◆ **WRITTEN REQUEST**
Please copy the rows below character for character, leaving out the pictures.

◆ **DATA FOR PROCESSING**

○ ○ ○ ○ ○ ○ ○

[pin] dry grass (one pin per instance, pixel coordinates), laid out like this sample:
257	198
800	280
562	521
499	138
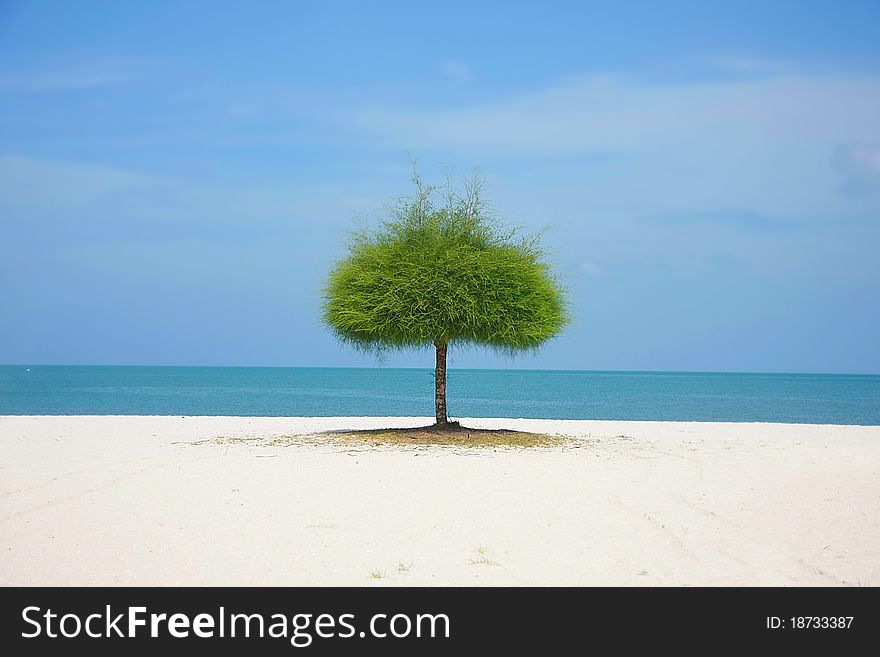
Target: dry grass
456	437
407	437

○ ○ ○ ○ ○ ○ ○

◆ **WRITTEN REPLY**
[pin] dry grass (one pin per instance, pixel coordinates), laid out like this sample:
257	198
800	280
562	521
499	138
Target: dry grass
456	437
407	437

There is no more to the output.